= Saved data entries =

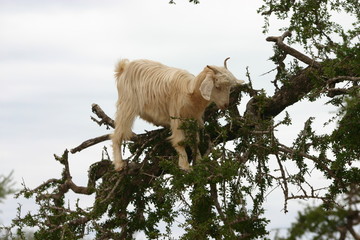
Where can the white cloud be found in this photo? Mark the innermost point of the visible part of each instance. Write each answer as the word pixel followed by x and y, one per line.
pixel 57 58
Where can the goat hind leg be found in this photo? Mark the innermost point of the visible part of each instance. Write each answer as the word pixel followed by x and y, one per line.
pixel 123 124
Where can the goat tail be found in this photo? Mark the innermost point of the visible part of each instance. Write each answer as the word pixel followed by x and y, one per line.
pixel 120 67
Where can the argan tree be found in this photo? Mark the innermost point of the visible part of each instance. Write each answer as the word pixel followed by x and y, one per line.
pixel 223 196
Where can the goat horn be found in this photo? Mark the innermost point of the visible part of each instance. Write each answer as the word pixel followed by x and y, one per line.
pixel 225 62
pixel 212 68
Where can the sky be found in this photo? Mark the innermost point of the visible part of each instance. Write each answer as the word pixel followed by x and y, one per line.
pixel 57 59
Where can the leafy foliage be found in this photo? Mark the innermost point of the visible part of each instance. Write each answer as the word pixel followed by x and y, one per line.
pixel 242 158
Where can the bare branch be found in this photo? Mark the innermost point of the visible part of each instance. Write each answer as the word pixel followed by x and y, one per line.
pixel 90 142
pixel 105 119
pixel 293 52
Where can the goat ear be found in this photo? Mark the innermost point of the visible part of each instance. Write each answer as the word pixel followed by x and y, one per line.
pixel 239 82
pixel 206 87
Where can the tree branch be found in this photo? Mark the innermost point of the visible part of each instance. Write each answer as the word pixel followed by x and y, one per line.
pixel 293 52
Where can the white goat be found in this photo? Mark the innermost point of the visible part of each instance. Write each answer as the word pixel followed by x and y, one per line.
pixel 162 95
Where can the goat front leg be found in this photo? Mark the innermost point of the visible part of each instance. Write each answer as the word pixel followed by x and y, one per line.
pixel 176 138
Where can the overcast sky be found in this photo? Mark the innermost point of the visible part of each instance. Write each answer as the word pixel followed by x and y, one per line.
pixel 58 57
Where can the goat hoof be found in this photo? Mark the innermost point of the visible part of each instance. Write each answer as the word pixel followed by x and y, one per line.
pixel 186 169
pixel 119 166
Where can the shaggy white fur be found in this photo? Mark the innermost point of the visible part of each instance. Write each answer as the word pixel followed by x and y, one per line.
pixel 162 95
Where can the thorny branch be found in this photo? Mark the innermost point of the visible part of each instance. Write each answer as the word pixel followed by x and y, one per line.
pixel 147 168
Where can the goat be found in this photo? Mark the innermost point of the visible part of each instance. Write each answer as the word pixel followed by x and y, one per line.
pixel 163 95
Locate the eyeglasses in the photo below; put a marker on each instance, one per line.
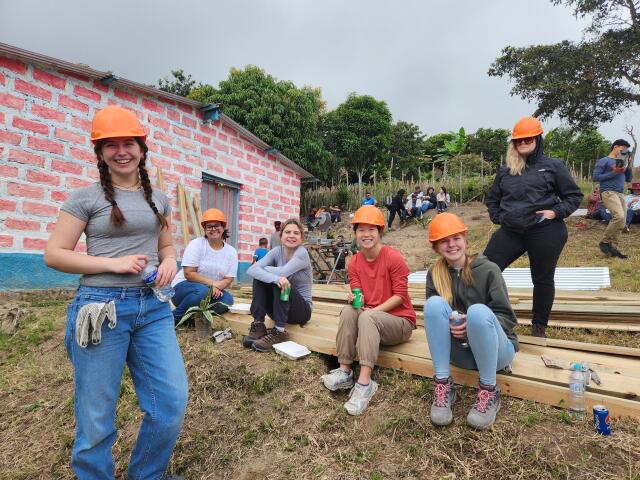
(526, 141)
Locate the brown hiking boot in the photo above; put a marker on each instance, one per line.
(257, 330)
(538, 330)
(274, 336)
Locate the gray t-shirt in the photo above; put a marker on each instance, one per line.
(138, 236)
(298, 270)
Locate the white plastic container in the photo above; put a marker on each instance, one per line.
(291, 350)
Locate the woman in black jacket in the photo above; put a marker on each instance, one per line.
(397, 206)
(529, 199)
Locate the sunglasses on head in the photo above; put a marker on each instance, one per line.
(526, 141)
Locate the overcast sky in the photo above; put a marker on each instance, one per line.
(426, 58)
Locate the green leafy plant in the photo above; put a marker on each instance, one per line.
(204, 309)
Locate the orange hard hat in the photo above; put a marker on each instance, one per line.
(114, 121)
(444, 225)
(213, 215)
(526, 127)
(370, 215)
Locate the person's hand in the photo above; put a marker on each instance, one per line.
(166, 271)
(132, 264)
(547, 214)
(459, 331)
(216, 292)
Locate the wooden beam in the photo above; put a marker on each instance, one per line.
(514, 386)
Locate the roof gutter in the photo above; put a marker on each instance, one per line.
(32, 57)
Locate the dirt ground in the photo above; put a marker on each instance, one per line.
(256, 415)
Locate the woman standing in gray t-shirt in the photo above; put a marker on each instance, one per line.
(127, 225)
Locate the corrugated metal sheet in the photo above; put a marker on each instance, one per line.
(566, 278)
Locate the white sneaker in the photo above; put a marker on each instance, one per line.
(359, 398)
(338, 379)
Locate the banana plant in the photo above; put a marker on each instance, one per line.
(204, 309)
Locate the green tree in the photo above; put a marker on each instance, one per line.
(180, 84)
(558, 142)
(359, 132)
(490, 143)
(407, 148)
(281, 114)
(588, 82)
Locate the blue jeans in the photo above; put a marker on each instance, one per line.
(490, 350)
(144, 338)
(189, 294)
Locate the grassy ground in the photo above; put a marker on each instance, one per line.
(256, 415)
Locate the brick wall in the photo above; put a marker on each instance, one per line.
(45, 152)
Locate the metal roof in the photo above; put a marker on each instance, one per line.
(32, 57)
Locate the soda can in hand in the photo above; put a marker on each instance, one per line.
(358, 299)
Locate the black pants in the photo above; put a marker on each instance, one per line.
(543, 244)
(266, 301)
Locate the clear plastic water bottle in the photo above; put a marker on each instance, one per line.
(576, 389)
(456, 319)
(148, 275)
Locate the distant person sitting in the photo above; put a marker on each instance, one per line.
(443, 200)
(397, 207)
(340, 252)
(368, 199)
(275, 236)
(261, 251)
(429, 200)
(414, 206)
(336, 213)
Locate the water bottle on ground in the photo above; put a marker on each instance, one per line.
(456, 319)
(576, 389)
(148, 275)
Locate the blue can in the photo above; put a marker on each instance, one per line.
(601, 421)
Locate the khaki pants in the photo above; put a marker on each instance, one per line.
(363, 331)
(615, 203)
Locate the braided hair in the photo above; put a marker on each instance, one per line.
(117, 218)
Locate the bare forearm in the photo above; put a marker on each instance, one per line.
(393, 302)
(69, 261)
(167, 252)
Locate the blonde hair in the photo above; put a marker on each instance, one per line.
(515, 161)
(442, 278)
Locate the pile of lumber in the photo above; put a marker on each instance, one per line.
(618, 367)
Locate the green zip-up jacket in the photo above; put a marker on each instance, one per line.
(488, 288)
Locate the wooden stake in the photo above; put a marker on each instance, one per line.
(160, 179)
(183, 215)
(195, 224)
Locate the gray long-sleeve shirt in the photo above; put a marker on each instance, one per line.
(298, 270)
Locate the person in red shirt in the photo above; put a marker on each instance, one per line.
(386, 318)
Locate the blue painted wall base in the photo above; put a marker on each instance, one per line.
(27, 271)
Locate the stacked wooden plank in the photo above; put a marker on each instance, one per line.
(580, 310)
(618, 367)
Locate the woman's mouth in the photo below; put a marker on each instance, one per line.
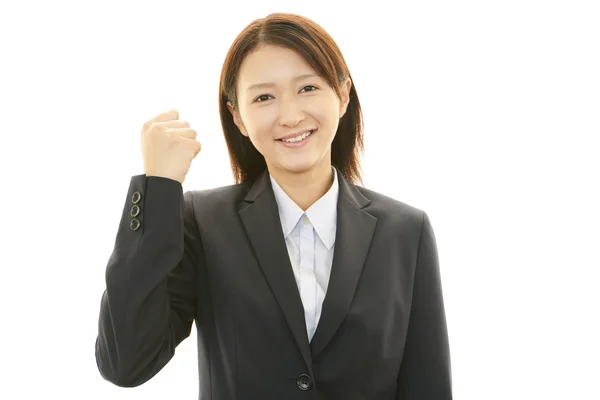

= What the exercise asks =
Please transcribe all of the entries word for word, with the pictures left out.

= Solution to this exercise =
Where can the white cloud be found in this photo? Mark the innermost point of the visible part of each instance. Write each answer as the word pixel followed by x and y, one per line.
pixel 57 58
Where can the goat hind leg be found in this photo? Mark the innermost point of the visible part of each instance. Write each answer as the word pixel followed by x and y, one per line.
pixel 123 124
Where can the goat tail be found in this photo? Mark the innermost point of the visible part of each instance. Write each answer as the word pixel followed by x and y, one per line.
pixel 120 67
Where can the argan tree be found in this photo? Mark the innermost point of the visible part of each instance. Write each answer as the word pixel followed by x and y, one per line.
pixel 223 196
Where can the goat horn be found in this photo? Mark the innermost point of the visible part of each instance. Write each answer as the word pixel followed by x and y, one per line.
pixel 225 62
pixel 212 68
Where can the sky be found in this photo? Mark the innermost point of the visible part of each instance. Write each answer as the word pixel followed by x and y, one per line.
pixel 57 59
Where can the leafy foliage be found in this photo? Mark the innermost point of the visible part of each instance. Write each answer as the word pixel followed by x and y, one per line.
pixel 242 158
Where can the bare branch be found in this photo? Mark the innermost point of the visible part of each instance. Write each answer as the word pixel followed by x and y, one per line.
pixel 90 142
pixel 105 119
pixel 293 52
Where can the goat ear be found in this photo? Mark the innermost point of the visible part of each instance. Write each answer as the word pixel followed by x and y, one per line.
pixel 239 82
pixel 206 87
Where can the tree branch be found in this photo? Mark the innermost point of the visible part of each instance. Write each answer as the word pixel followed by x and y, one per line.
pixel 293 52
Where can the white goat be found in this photo? Mark the innermost point of the visible part of each instance. Write each answer as the word pixel followed by x and y, one per line.
pixel 162 95
Where can the goat front leg be found in this photo? Mark the innermost point of the visible part of each instance. Write each answer as the word pixel followed by x and y, one per line.
pixel 176 138
Where can the overcast sky be found in this photo? Mark the innermost point of the visible part of each instance. Write each answer as the word pixel followed by x and y, one per line.
pixel 58 57
Where can the goat hoof be found in this photo? Mark the innermost point of the visible part of each instance. Write each answer as the word pixel followed by x and y, one per line.
pixel 186 169
pixel 119 166
Where can the shaggy white fur be found in this photo? Mark the innermost point of the visible part of each instance. Write each answer as the word pixel followed by x and y, one per line.
pixel 162 95
Where can the thorny branch be found in this photo? Mark the innermost point of the visible part of each instance. Write each answer as the word pixel followed by x and y, one per line.
pixel 147 168
Where can the goat be found in this photo? Mark the innermost point of the visible part of each instance. Write each answer as the word pixel followed by x and y, one per line.
pixel 163 95
Locate the eyeglasses in the photo below; put a marker on each instance, one per line.
(526, 141)
Locate the brown hiking boot in the photo above; put a marker on each instance, one per line.
(257, 330)
(538, 330)
(274, 336)
Locate the gray t-shirt in the photo above; put a marker on each instance, one per line.
(138, 236)
(298, 270)
Locate the white plastic container in the photo above; put a marker on each instance, one per line.
(291, 350)
Locate the woman in black jacket in the photo above; put a marker on each instance, one per line.
(397, 206)
(529, 199)
Locate the sunglasses on head in the photo above; put a marker on each instance, one per line.
(526, 141)
Locate the overcast sky in the photo above; put a marker on each instance, one per line.
(426, 58)
Locate the green leafy plant in the photo above; put a marker on each instance, one per line.
(204, 309)
Locate the orange hard hat in the photo above; put a marker on each instance, one per line.
(114, 121)
(444, 225)
(213, 215)
(526, 127)
(370, 215)
Locate the person's hand in the photo above; put a marker on each instance, one per line.
(166, 271)
(132, 264)
(547, 214)
(459, 331)
(216, 292)
Locate the wooden beam in the photo above; put a marker on each instance, one per line.
(514, 386)
Locate the roof gutter in the photo above; put a marker on each instance, one per line.
(32, 57)
Locate the dirt ground in the photo above; put a marker on each instance, one per line.
(256, 415)
Locate the woman standing in gray t-shirt in the photo above; put a marker on each instance, one per line.
(127, 225)
Locate the corrugated metal sheet in the photo above; put a marker on each instance, one per line.
(566, 278)
Locate the white sneaker in the photo above; put a marker on each instance, one per line.
(359, 398)
(338, 379)
Locate the banana plant in the photo above; put a marker on each instance, one per line.
(204, 309)
Locate the green tree in the photo above; put a marker on each instance, one per line.
(180, 84)
(558, 142)
(359, 132)
(490, 143)
(407, 148)
(281, 114)
(588, 82)
Locate the blue jeans in the photo above; put a marker on each instance, one per line.
(490, 350)
(144, 338)
(189, 294)
Locate the grassy ground in the photo above; put a marker on each instance, one per line.
(256, 415)
Locate the brick wall in the photo above; put a marker on each instance, one per line.
(45, 152)
Locate the metal roof in the photo above; put a marker on each instance, one per line.
(32, 57)
Locate the soda can in hand in the photo above; put a marker on each instance, one per line.
(358, 299)
Locate the black pants in the photo above; put a marker on each instance, one per line.
(543, 244)
(266, 301)
Locate the clear plastic water bottle in the photo above; put a marker on each instance, one per line.
(576, 389)
(456, 319)
(148, 275)
Locate the distant person sitting in the photo above; put a marker on each instance, one per line.
(443, 200)
(397, 207)
(340, 252)
(368, 199)
(275, 236)
(261, 251)
(429, 200)
(414, 206)
(336, 213)
Locate the water bottle on ground in the photo above; put a marker on each instance, one per line.
(456, 319)
(576, 389)
(148, 275)
Locate the blue can in the photo above; put a marker on each instance, one per line.
(601, 421)
Locate the khaki pants in the photo above; put a marker on each instance, one per line.
(363, 331)
(615, 203)
Locate the braided hair in the photo above; put a marker on each instance, one per line.
(117, 218)
Locate the bare forearm in the photo above; put a marker on each instance, one per line.
(393, 302)
(69, 261)
(167, 252)
Locate the blonde hair in the photo above; put a marker on each instance, one per line.
(515, 161)
(442, 278)
Locate the pile of lumber in the photo above; put a marker on each instance, one per line.
(618, 367)
Locate the green zip-up jacket in the photo above; put a marker on each instance, one per line.
(488, 288)
Locate the wooden stake in the photo above; put a marker on each instance, one per line.
(160, 179)
(183, 215)
(195, 224)
Locate the gray long-sleeve shirt in the photo above; put a marker on each instance, one per line.
(298, 270)
Locate the person in red shirt in the photo above; put a marker on each instance, one per line.
(386, 318)
Locate the blue painted wall base in the photo above; put a marker on each instance, one per line.
(27, 271)
Locate the stacked wooden plank in the photo above; put a marker on each instance, one per line.
(580, 310)
(618, 367)
Locate the woman's mouth in the photo below; put a marker on each instance, one per line.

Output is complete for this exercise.